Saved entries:

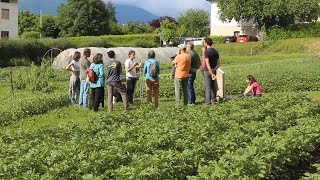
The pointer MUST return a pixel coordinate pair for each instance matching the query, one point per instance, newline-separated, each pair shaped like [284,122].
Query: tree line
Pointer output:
[95,18]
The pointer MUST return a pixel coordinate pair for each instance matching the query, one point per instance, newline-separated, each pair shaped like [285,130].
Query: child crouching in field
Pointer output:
[253,88]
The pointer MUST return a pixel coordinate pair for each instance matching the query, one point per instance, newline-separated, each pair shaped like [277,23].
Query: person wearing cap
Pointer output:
[195,65]
[212,63]
[182,62]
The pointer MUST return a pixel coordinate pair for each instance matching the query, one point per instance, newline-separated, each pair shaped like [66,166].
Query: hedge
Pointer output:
[34,49]
[294,31]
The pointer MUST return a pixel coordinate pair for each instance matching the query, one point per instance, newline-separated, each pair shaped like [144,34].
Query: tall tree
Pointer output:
[83,18]
[155,23]
[168,31]
[136,28]
[50,27]
[194,23]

> _Work request_: State how many lines of the entries above include the string "matching". The reply is that number alone.

> _Written response_: 5